> **原文摘录**
* * * * *

004-使用 pydub 将各种音频格式相互转换

最新推荐文章于 2024-02-28 20:12:28 发布

sonehb

最新推荐文章于 2024-02-28 20:12:28 发布

阅读量969

点赞数 1

分类专栏：有趣

本文链接：https://blog.csdn.net/weixin_42725107/article/details/90710329

版权

有趣专栏收录该内容

12 篇文章 0 订阅

订阅专栏

使用 pydub 将各种音频格式相互转换

https://github.com/jiaaro/pydub/blob/master/API.markdown

1、pydub 安装使用

这里我们利用 pydub 库处理音频。
pydub 是 python 的高级一个音频处理库。
开发者的 github 地址：https://github.com/jiaaro/pydub

本文涉及的所有操作都是有 windows 下进行的。

pip install pydub

作者在 github 上说，依赖可以安装 libav 或 ffmpeg。

Mac (using homebrew):

# libav
brew install libav --with-libvorbis --with-sdl --with-theora

####    OR    #####

# ffmpeg
brew install ffmpeg --with-libvorbis --with-sdl2 --with-theora
Linux (using aptitude):

# libav
apt-get install libav-tools libavcodec-extra-53

####    OR    #####

# ffmpeg
apt-get install ffmpeg libavcodec-extra-53

由于开发环境用的是 windows 系统，对 libac 支持不大好，于是采用了 ffmpeg。

* * * * *

> **物体指向数据集节选**
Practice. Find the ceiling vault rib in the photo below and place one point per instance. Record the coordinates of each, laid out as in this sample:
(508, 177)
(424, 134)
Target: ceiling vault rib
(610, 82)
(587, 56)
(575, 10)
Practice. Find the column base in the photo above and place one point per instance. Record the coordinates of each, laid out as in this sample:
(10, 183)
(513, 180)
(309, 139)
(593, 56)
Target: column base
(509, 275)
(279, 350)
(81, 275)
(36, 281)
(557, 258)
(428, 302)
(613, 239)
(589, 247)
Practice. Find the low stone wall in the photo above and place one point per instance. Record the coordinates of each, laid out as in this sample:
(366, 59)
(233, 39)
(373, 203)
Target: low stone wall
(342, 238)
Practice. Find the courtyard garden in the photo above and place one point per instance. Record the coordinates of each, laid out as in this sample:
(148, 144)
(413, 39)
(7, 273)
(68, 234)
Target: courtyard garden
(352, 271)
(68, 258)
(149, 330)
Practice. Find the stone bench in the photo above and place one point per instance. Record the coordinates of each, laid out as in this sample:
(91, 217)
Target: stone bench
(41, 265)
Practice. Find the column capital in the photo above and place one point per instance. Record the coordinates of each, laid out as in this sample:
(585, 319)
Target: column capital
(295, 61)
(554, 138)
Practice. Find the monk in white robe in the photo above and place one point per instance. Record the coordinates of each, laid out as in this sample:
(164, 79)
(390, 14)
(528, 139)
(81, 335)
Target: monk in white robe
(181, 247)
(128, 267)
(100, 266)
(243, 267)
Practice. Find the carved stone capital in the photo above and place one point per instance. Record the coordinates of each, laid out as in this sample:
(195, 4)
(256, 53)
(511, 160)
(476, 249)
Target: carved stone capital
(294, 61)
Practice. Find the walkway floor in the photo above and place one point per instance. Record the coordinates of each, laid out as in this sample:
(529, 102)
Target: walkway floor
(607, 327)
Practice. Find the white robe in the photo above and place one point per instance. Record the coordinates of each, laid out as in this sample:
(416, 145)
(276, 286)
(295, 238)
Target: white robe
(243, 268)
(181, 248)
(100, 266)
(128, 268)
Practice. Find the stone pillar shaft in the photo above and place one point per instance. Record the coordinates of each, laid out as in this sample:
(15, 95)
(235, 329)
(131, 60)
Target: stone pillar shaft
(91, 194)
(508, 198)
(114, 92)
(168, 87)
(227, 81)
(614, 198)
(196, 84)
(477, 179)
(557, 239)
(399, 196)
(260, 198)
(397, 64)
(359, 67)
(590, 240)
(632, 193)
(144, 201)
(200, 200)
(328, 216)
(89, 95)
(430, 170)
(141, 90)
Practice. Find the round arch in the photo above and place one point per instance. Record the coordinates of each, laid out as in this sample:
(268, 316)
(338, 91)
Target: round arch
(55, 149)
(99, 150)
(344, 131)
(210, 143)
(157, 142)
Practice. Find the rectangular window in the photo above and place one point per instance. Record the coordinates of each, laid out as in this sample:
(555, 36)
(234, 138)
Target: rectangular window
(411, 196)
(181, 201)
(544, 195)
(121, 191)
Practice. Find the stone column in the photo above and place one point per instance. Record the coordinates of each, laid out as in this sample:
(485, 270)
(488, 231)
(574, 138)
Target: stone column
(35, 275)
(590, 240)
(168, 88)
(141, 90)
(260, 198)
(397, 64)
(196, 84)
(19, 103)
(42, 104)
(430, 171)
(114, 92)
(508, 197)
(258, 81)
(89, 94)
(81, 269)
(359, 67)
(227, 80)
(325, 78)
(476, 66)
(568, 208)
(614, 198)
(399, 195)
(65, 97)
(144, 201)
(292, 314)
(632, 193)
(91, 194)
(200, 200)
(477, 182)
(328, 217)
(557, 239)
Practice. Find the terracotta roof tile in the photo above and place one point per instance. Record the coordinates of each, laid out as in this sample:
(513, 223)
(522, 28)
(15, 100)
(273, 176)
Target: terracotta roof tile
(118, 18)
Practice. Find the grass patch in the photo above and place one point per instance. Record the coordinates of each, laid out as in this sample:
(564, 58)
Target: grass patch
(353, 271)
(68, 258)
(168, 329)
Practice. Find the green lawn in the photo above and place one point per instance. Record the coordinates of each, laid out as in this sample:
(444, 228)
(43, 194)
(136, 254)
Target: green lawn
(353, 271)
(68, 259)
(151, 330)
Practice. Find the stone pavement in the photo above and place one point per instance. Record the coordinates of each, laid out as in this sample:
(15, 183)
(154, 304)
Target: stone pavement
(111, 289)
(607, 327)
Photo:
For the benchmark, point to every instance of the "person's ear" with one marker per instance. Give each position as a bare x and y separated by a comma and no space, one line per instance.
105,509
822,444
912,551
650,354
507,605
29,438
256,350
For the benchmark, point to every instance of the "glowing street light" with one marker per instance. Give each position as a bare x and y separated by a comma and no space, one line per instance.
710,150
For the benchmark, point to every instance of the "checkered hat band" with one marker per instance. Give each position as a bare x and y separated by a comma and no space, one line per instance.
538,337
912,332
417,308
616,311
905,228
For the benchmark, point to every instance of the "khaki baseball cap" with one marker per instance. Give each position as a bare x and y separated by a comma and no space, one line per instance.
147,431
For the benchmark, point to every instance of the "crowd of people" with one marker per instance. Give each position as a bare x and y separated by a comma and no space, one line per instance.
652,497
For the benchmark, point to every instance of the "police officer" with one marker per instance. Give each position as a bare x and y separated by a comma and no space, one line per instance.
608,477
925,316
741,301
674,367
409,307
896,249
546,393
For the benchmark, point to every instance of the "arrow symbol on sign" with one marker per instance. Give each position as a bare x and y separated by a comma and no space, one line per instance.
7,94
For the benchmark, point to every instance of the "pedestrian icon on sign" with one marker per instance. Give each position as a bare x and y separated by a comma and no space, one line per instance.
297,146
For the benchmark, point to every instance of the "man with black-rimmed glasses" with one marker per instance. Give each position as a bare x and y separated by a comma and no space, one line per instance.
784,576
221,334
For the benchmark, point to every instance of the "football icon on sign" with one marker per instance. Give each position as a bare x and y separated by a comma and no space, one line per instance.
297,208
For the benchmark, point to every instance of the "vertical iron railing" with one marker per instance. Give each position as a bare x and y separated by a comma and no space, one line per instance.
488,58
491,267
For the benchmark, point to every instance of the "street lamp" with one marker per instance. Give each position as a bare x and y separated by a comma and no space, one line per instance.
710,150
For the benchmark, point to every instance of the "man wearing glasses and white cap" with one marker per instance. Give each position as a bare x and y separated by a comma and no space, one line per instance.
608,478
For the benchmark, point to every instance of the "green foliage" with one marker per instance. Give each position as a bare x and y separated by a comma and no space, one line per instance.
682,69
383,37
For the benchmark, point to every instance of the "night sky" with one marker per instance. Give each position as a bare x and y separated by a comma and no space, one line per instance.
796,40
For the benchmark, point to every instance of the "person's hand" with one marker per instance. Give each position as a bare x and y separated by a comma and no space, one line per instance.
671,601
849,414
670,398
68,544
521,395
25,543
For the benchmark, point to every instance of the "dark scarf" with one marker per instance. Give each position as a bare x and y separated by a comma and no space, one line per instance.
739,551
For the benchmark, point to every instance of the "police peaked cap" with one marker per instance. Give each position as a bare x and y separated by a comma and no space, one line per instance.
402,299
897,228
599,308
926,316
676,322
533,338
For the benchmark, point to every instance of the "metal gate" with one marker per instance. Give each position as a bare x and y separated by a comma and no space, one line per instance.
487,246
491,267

* * * * *

> **题目要求**
请逐字抄出 pydub 音频格式转换一文中从“这里我们利用 pydub 库处理音频。”到“libav 或 ffmpeg。”的这段文字。

> **参考解答**
这里我们利用 pydub 库处理音频。
pydub 是 python 的高级一个音频处理库。
开发者的 github 地址：https://github.com/jiaaro/pydub

本文涉及的所有操作都是有 windows 下进行的。

pip install pydub

作者在 github 上说，依赖可以安装 libav 或 ffmpeg。